→ Exercise requirements:
1: Could you output, word for word, the portion of the passage on shame and infertility between "Examples of how" and "never be grandparents.", inclusive?
2: Can you write the next part of the passage about shame and infertility, picking up after its last sentence?
[Opening Given passage section]
Examples of how shame can manifest with infertility struggles:
Shame is not being able to get pregnant.
Shame is finding out you have a low sperm count.
Shame is hiding the fact that you are going through IVF.
Shame is telling your parents that they’ll never be grandparents.
Shame is infertility.
The emotion of shame can hurt and cause real pain. It’s human nature to fear social rejection, and long for social acceptance and a sense of self-worth. There is real pain that can result from infertility through fear of not “having something in common” anymore and the potential resulting disconnection and feelings of worthlessness. Shame is also highly correlated with addiction, violence, aggression, depression and eating disorders. Yuck!
The Good News
It is possible to move through the experience of shame in one piece, with our values in tact and with more courage, compassion, and connection then we had before. The antidote to shame as it turns out is empathy and developing tools to help build shame resilience. The book goes on to say: “Shame is a social concept – it happens between people – it also heals best between people. A social wound needs a social balm, and empathy is that balm. Self-compassion is key because when we’re able to be gentle with ourselves in the midst of shame, we’re more likely to reach out, connect and experience empathy.”
The four elements of shame resilience that can lead to empathy and healing are as follows:
1) Recognizing Shame and Understanding Its Triggers – Are you able to tell the physical signs in your body when you are experiencing shame? Can you let the initial wave move through you? And are you able to figure out what messages or thoughts triggered the emotion in the first place?
[Closing Given passage section]
[Opening Data provided section]
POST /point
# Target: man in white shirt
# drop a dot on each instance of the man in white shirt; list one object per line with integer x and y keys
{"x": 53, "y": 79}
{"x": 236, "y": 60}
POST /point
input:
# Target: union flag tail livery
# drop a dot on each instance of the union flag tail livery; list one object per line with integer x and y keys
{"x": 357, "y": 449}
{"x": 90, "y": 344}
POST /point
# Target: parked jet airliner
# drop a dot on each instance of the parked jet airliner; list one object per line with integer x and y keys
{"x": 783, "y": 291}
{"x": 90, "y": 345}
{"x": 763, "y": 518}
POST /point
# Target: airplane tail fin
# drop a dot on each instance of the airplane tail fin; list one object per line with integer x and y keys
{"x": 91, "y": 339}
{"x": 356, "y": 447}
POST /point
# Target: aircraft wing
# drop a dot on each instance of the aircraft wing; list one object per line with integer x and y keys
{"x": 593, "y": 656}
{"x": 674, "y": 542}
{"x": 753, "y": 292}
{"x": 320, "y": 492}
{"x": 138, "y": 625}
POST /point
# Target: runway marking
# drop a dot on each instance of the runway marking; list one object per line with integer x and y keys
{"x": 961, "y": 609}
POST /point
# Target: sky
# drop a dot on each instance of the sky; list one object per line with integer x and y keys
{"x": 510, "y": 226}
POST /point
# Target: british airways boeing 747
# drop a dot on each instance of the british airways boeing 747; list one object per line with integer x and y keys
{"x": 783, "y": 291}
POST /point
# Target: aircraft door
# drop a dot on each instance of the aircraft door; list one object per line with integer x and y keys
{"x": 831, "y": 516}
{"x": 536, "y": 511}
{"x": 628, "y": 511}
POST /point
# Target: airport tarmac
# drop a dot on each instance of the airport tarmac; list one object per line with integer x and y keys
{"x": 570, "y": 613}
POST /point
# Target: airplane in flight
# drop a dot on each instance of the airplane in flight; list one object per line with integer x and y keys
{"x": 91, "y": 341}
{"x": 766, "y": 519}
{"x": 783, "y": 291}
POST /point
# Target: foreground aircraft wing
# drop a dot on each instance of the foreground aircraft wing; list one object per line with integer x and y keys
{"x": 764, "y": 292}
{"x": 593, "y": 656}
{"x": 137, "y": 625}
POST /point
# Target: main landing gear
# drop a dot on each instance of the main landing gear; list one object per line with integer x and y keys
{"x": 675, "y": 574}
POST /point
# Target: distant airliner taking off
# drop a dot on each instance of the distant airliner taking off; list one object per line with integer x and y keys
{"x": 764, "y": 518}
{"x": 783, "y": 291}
[Closing Data provided section]
→ Responses to the tasks:
1:
Examples of how shame can manifest with infertility struggles:
Shame is not being able to get pregnant.
Shame is finding out you have a low sperm count.
Shame is hiding the fact that you are going through IVF.
Shame is telling your parents that they’ll never be grandparents.

2:
2) Practicing Critical Awareness – Ask yourself when you have negative self-talk: “Is this really true? How do I know it’s true?” (such as “My body is broken” or “I’m not good enough.”) Give yourself a reality check about what messages and expectations you have for yourself or others have for you.
3) Reaching Out – Connecting with others is part of the way out of shame. It’s impossible to experience the healing effects of empathy if you are not connecting with others and sharing your story.
4) Speaking Shame – Say the word out loud. Take its power away. Tell others how you feel and ask for what you need to help you work through feelings of shame to disempower it.
Shame resilience is a tool in our infertility toolbox that helps us heal us from the pain and protect connection – our connection with ourselves and our connections with the people that we care about. Like strengthening a muscle through repeated work, you can become more adept at managing and working through tough emotions like shame. But we can’t do it alone – we need each other. Remembering that we are not alone is half of the battle. We are always here for you. And know that we understand. You can get through this!